* [Given entries]:

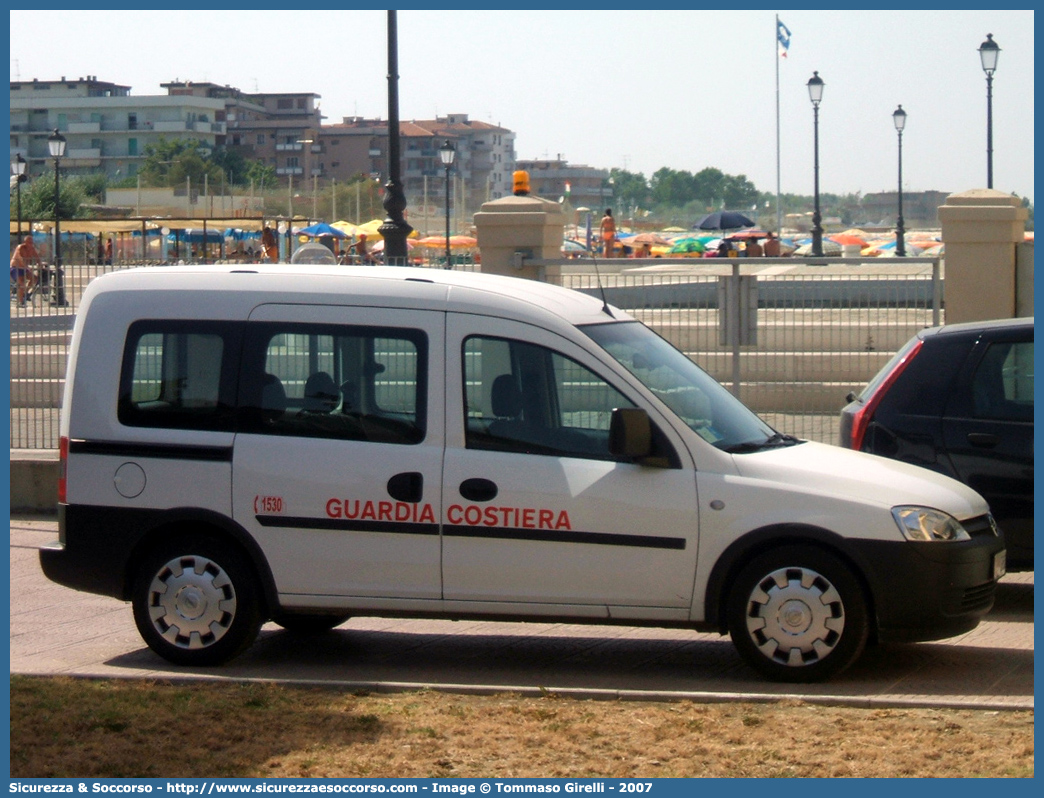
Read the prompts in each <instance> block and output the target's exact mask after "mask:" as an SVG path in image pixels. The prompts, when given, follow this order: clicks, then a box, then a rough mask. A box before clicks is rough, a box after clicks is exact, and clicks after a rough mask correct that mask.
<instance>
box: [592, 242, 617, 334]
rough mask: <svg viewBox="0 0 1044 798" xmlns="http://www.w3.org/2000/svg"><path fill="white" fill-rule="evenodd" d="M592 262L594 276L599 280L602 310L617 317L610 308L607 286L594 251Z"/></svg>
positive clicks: (596, 257) (598, 288) (613, 318)
mask: <svg viewBox="0 0 1044 798" xmlns="http://www.w3.org/2000/svg"><path fill="white" fill-rule="evenodd" d="M591 262H592V263H593V264H594V276H595V279H596V280H597V281H598V292H599V294H601V312H603V313H604V314H606V315H608V316H609V318H610V319H616V316H615V315H613V311H612V310H610V309H609V302H608V301H607V300H606V287H604V286H603V285H602V284H601V273H599V272H598V258H597V257H595V254H594V253H593V252H592V253H591Z"/></svg>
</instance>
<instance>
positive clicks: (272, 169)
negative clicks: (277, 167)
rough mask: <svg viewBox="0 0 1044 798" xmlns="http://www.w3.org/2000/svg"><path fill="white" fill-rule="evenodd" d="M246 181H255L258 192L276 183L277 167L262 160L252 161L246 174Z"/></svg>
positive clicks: (248, 181)
mask: <svg viewBox="0 0 1044 798" xmlns="http://www.w3.org/2000/svg"><path fill="white" fill-rule="evenodd" d="M244 180H245V182H246V183H253V184H254V187H255V188H256V189H257V190H258V192H261V191H264V190H265V189H266V188H271V187H274V186H275V185H276V167H275V166H267V165H266V164H264V163H263V162H261V161H251V162H250V165H248V166H247V167H246V173H245V174H244Z"/></svg>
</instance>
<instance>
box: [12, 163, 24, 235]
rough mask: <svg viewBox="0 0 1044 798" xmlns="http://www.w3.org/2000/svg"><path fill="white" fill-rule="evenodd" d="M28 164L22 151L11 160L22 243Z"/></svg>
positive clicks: (17, 209) (18, 219) (15, 200)
mask: <svg viewBox="0 0 1044 798" xmlns="http://www.w3.org/2000/svg"><path fill="white" fill-rule="evenodd" d="M27 165H28V164H26V162H25V159H24V158H22V154H21V152H18V154H16V155H15V160H14V161H11V162H10V172H11V174H14V175H15V197H16V200H15V202H16V203H17V205H16V211H17V213H18V242H19V243H22V184H23V183H25V181H26V180H27V178H26V175H25V167H26V166H27Z"/></svg>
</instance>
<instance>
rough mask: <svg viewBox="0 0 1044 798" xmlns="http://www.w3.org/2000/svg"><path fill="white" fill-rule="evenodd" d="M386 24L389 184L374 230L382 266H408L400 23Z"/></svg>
mask: <svg viewBox="0 0 1044 798" xmlns="http://www.w3.org/2000/svg"><path fill="white" fill-rule="evenodd" d="M387 24H388V182H387V184H385V186H384V210H385V211H386V212H387V216H385V217H384V222H383V224H382V225H381V226H380V227H379V228H377V232H378V233H380V234H381V236H382V237H383V238H384V262H385V263H388V264H389V265H392V264H399V265H406V264H408V263H409V258H408V250H407V249H406V248H407V244H406V237H407V236H408V235H409V234H410V233H412V232H413V228H411V227H410V226H409V222H407V221H406V217H405V211H406V192H405V191H403V188H402V181H401V180H400V179H399V174H400V164H399V136H400V131H399V23H398V18H397V13H396V11H393V10H389V11H388V13H387Z"/></svg>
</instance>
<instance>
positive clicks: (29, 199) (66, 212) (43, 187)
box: [11, 173, 88, 219]
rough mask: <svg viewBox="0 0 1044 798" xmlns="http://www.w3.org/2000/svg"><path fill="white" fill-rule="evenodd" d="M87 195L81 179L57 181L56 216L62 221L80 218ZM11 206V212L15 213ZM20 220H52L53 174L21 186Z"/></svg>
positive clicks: (11, 205) (68, 179) (11, 206)
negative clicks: (81, 207)
mask: <svg viewBox="0 0 1044 798" xmlns="http://www.w3.org/2000/svg"><path fill="white" fill-rule="evenodd" d="M87 200H88V193H87V190H86V189H85V185H84V180H82V179H81V178H67V179H65V180H60V181H58V215H60V217H61V218H63V219H74V218H82V215H84V214H82V212H81V206H84V205H85V204H86V203H87ZM15 210H16V209H15V206H14V204H11V212H13V213H15ZM22 218H23V219H53V218H54V174H53V173H50V174H47V173H44V174H41V175H40V177H38V178H33V179H32V180H30V181H29V182H28V183H25V184H23V186H22Z"/></svg>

* [Exercise]: Retype every entry exactly as written. Leave the pictures out.

* [Solution for this problem]:
Read the prompts in each <instance> block and output the target's exact mask after "mask:" as an SVG path in image pixels. The prompts, when given, follow this order: clicks, then a box, then a rough mask. A box before clicks is rough, a box after clicks is exact, and clicks after a rough mask correct that mask.
<instance>
box: [592, 242, 617, 334]
rough mask: <svg viewBox="0 0 1044 798" xmlns="http://www.w3.org/2000/svg"><path fill="white" fill-rule="evenodd" d="M592 262L594 276L599 280L602 310L617 317L610 308L607 286L594 251Z"/></svg>
positive clicks: (596, 257) (598, 288) (613, 318)
mask: <svg viewBox="0 0 1044 798" xmlns="http://www.w3.org/2000/svg"><path fill="white" fill-rule="evenodd" d="M591 262H592V263H593V264H594V276H595V279H596V280H597V281H598V292H599V294H601V312H603V313H604V314H606V315H608V316H609V318H610V319H616V316H615V315H613V311H612V310H610V309H609V302H608V301H607V300H606V287H604V286H603V285H602V284H601V273H599V272H598V258H597V257H595V254H594V253H593V252H592V253H591Z"/></svg>
</instance>
<instance>
positive clicks: (272, 169)
negative clicks: (277, 167)
rough mask: <svg viewBox="0 0 1044 798" xmlns="http://www.w3.org/2000/svg"><path fill="white" fill-rule="evenodd" d="M246 181H255L258 192L276 183L277 167L262 160L252 161L246 174Z"/></svg>
positive clicks: (248, 181)
mask: <svg viewBox="0 0 1044 798" xmlns="http://www.w3.org/2000/svg"><path fill="white" fill-rule="evenodd" d="M244 180H245V182H246V183H253V184H254V187H255V188H256V189H257V190H258V192H261V191H264V190H265V189H266V188H271V187H274V186H275V185H276V167H275V166H267V165H266V164H264V163H263V162H261V161H251V162H250V165H248V166H247V167H246V173H245V174H244Z"/></svg>
</instance>
<instance>
box: [12, 163, 24, 235]
rough mask: <svg viewBox="0 0 1044 798" xmlns="http://www.w3.org/2000/svg"><path fill="white" fill-rule="evenodd" d="M28 164L22 151L11 160L22 243Z"/></svg>
positive clicks: (17, 209) (18, 219) (15, 200)
mask: <svg viewBox="0 0 1044 798" xmlns="http://www.w3.org/2000/svg"><path fill="white" fill-rule="evenodd" d="M27 165H28V164H26V162H25V159H24V158H22V154H21V152H18V154H16V155H15V160H14V161H11V162H10V172H11V174H14V175H15V197H16V200H15V202H16V203H17V205H16V211H17V213H18V242H19V243H22V184H23V183H25V181H26V180H27V178H26V175H25V167H26V166H27Z"/></svg>
</instance>
<instance>
rough mask: <svg viewBox="0 0 1044 798" xmlns="http://www.w3.org/2000/svg"><path fill="white" fill-rule="evenodd" d="M386 24L389 184L374 230L382 266H408L400 23Z"/></svg>
mask: <svg viewBox="0 0 1044 798" xmlns="http://www.w3.org/2000/svg"><path fill="white" fill-rule="evenodd" d="M387 24H388V182H387V184H385V186H384V210H385V211H386V212H387V216H385V217H384V222H383V224H382V225H381V226H380V227H379V228H377V232H378V233H380V234H381V236H382V237H383V238H384V262H385V263H388V264H389V265H392V264H399V265H406V264H408V263H409V258H408V250H407V249H406V248H407V244H406V237H407V236H408V235H409V234H410V233H412V232H413V228H411V227H410V226H409V222H407V221H406V217H405V211H406V192H405V191H403V188H402V181H401V180H400V179H399V174H400V164H399V136H400V131H399V23H398V18H397V13H396V11H393V10H389V11H388V13H387Z"/></svg>
</instance>
<instance>
positive clicks: (29, 199) (66, 212) (43, 187)
box: [11, 173, 88, 219]
rough mask: <svg viewBox="0 0 1044 798" xmlns="http://www.w3.org/2000/svg"><path fill="white" fill-rule="evenodd" d="M87 195L81 179L57 181L56 216L62 221L80 218ZM11 206V212L15 213ZM20 220H52L53 174L21 186Z"/></svg>
positive clicks: (11, 205) (68, 179) (11, 206)
negative clicks: (81, 207)
mask: <svg viewBox="0 0 1044 798" xmlns="http://www.w3.org/2000/svg"><path fill="white" fill-rule="evenodd" d="M87 200H88V193H87V190H86V189H85V185H84V180H82V179H81V178H67V179H65V180H60V181H58V215H60V217H61V218H63V219H74V218H82V215H84V214H82V212H81V206H84V205H85V204H86V203H87ZM15 210H16V209H15V206H14V204H11V212H13V213H15ZM22 218H23V219H53V218H54V174H53V173H50V174H47V173H44V174H41V175H40V177H38V178H33V179H32V180H30V181H29V182H28V183H25V184H23V186H22Z"/></svg>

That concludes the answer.